■ Task statement ■
Rewrite the material from its first line up to and including the line containing "[[109,73],[109,50],[105,45],[87,46],[85,66],[96,68]]", changing "glass facade" to "curtain wall" and leaving everything else the same.

(Region segmentation data)
+---+
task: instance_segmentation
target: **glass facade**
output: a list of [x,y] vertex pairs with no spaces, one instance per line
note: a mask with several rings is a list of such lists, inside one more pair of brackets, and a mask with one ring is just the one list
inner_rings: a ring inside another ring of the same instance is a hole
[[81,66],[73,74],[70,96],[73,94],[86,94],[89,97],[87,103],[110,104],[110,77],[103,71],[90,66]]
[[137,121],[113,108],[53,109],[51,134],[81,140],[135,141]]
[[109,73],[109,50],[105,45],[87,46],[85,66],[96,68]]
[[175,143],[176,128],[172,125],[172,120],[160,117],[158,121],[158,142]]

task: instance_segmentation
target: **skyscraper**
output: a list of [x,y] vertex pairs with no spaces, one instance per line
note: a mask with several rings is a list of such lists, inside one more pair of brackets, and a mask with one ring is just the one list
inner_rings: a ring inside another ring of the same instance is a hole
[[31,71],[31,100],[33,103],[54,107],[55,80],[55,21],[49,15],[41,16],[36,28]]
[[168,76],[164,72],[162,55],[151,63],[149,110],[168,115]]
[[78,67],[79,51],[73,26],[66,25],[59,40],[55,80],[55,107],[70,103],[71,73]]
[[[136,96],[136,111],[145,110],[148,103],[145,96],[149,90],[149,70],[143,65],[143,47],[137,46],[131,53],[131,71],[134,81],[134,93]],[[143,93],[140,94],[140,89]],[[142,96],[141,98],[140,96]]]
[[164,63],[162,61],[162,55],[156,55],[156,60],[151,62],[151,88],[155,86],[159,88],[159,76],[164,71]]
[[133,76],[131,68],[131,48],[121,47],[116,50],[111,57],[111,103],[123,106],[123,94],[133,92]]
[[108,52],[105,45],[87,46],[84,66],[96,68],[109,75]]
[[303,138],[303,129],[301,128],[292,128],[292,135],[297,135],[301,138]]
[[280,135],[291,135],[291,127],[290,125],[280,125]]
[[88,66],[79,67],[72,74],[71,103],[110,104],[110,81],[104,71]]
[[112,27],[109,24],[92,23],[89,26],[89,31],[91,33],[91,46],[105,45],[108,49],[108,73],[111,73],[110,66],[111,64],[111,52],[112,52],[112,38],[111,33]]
+---+
■ Exercise answer ■
task: instance_segmentation
target: **curtain wall**
output: a list of [x,y] vertex pairs with no spaces, one instance per line
note: a mask with several rings is a list of such lists, inside one more pair of brackets, and a mask with one ring is just the one list
inner_rings: a ring inside another ring of the same instance is a hole
[[81,66],[73,74],[70,96],[73,94],[86,94],[89,97],[87,103],[110,104],[110,77],[103,71],[90,66]]
[[137,121],[113,108],[53,109],[51,134],[81,140],[135,141]]
[[109,73],[109,50],[105,45],[87,46],[85,66],[96,68]]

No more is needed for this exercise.